_Your goal:_ Turn the records below into JSON, making each record a list of strings with one string per line and no entries for blank lines. Leave the pictures out of the result.

_Data extract:_
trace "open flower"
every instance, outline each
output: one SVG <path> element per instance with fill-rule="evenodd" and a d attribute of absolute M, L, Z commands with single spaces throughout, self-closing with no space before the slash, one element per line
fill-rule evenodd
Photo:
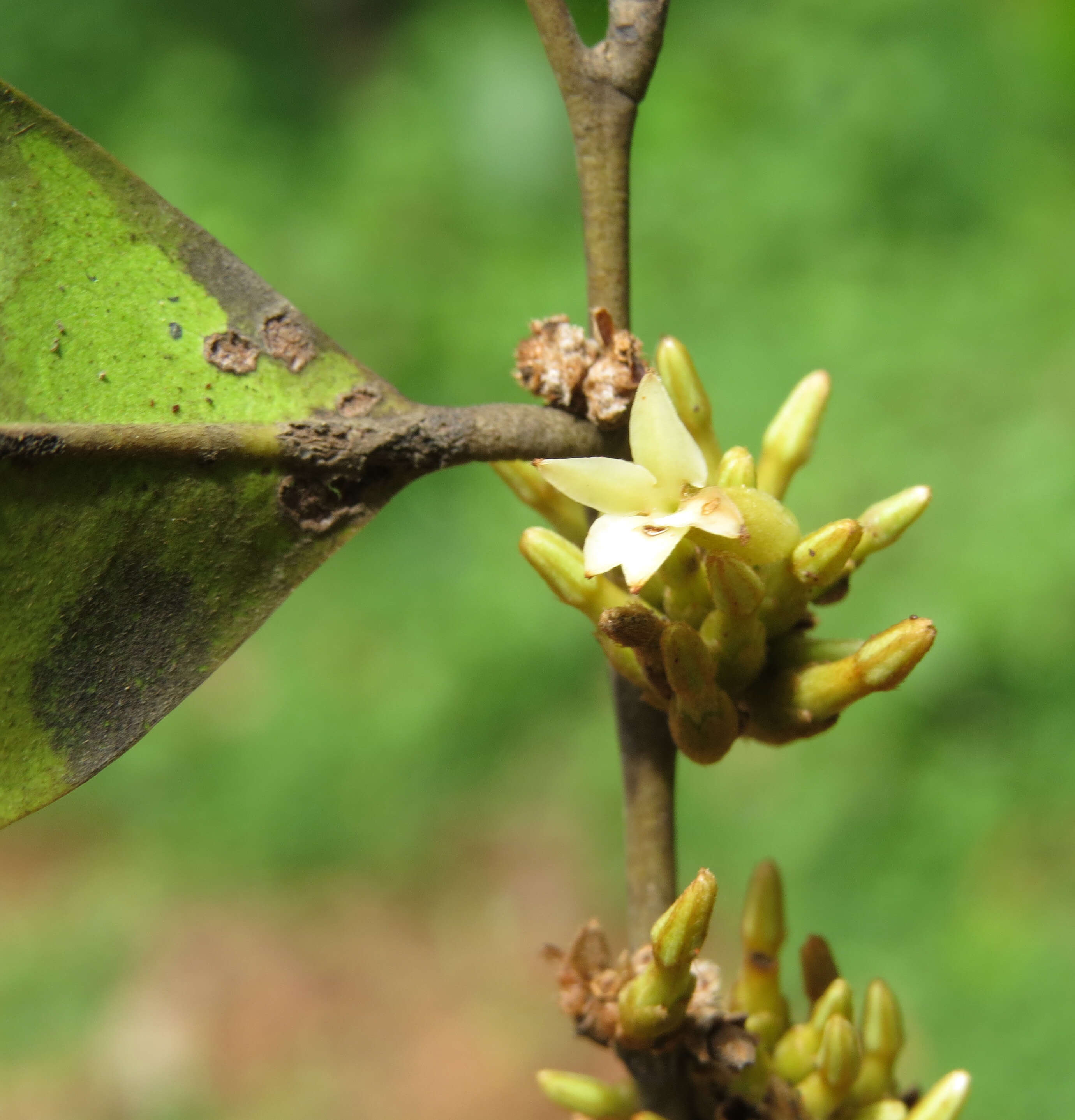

_Result of this exercise:_
[
  "trace \"open flower\"",
  "every instance, outline each",
  "output: one SVG <path> element per instance with fill-rule=\"evenodd\" and a d attribute of absolute M, L, Z commands with single spaces throughout, self-closing with no space before the slash, one element per line",
  "fill-rule evenodd",
  "Photo:"
]